--- begin Document ---

By Joanne Williamson
23 June 2020   |   10:20 am
In Sub-Saharan Africa, Instant Articles load on average 4.7 times faster than mweb on Android and 6.2 times faster on iOS, according to Facebook data. Since launching Instant Articles in 2017, The Guardian Nigeria has seen a 9x increase in traffic to its owned platforms. By including call-to-action buttons in their articles, they also benefited from a 3x increase in newsletter sign-ups and a 12% increase in Page followers. Jelil Adedoyin, The Guardian Nigeria’s media and growth manager, explained how other publishers can set themselves up for success.

The Guardian Nigeria Facebook Page

In Sub-Saharan Africa, Instant Articles load on average 4.7 times faster than mweb on Android and 6.2 times faster on iOS, according to Facebook data. Since launching Instant Articles in 2017, The Guardian Nigeria has seen a 9x increase in traffic to its owned platforms. By including call-to-action buttons in their articles, they also benefited from a 3x increase in newsletter sign-ups and a 12% increase in Page followers. Jelil Adedoyin, The Guardian Nigeria’s media and growth manager, explained how other publishers can set themselves up for success.

Instant Articles is a product that allows articles to load instantly, and natively on the Facebook mobile app, giving audiences a better user experience, and publishers the ability to tell rich stories in a branded and customizable way. By using simple mark-up, publishers can ensure all clicks are attributed to their O+O, and, whether programmatic or direct-sold advertising (or both), have control over the monetisation solution that works best for their business. Publishers can visit this page to learn more about getting started.

Results

  • 9x increase in traffic to owned platforms
  • 3x increase in newsletter sign-ups
  • 12% increase in Page followers

According to October-December 2019 data provided by The Guardian Nigeria.

Strategy
Appoint a team member to own Instant Articles launch and performance. A social manager with technical know-how coordinated their Instant Articles launch. “It was quite straightforward with the involvement of a back-end developer to implement some code,” Adedoyin said. The Guardian built a custom RSS feed and loaded 95% of their articles on Facebook as Instant Articles. This is one of several ways to integrate the product, which also include using a WordPress plugin and building an API.

--- end Document ---

> **Complete the following**:
(a) List the ways of integrating Instant Articles that the case study on The Guardian Nigeria names.
(b) In the Guardian Nigeria case study, what share of the paper's articles did it load on Facebook as Instant Articles?
(c) Continue the case study on The Guardian Nigeria and Instant Articles from its last sentence.

--- begin Source data ---

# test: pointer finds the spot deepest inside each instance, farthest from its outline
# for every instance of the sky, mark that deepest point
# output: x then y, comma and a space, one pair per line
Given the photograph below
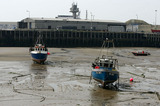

--- end Source data ---

> **Task results**:
(a) Building a custom RSS feed, using a WordPress plugin, building an API

(b) 95%

(c)
Use Instant Articles CTAs to drive newsletter sign-ups and Page likes. After implementing Instant Articles Call-to-Action units (CTAs), The Guardian Nigeria saw a 3x increase in newsletter sign-ups and a 12% increase in Page followers. “It was quite easy to integrate,” Jelil said. “What matters in the CTA messaging is communicating the value that an audience stands to gain from reading your content.”

That meant underscoring The Guardian Nigeria’s value as an independent newspaper “promoting the best interests of Nigeria” with no partisan interests. Facebook launched Instant Articles CTAs to give publishers another opportunity to create direct relationships with readers. Among publishers worldwide, the CTAs have generated more than 23 million email newsletter sign-ups and 6.3 million mobile app installs since 2017.

Study time spent on articles and scroll depth to track Instant Articles performance. “We access basic audience engagement data via the Instant Articles publishing channel, which helps us see general performance per article,” Jelil said. “Scroll depth is reduced whenever most of the stories a publisher has can be found on other similar platforms, so for us, we always strive to publish news as fast as it breaks online. It is a continuous process and we always want to ensure that our content is relevant, fresh and insightful for the readers.”

Impact
The Guardian Nigeria saw a 9x increase in traffic to its owned platforms after launching Instant Articles. The social team is now working to expand and reach new readers in cities across the country. “Most of our readers are Nigerian audience and predominantly in Lagos, while we are aiming to expand to major cities in Nigeria and the rest of the world,” Jelil said. “To achieve this, we keep educating our print reporters and get them to be proficient with digital reporting so that we can further leverage our network of reporters and freelancers all across the region.”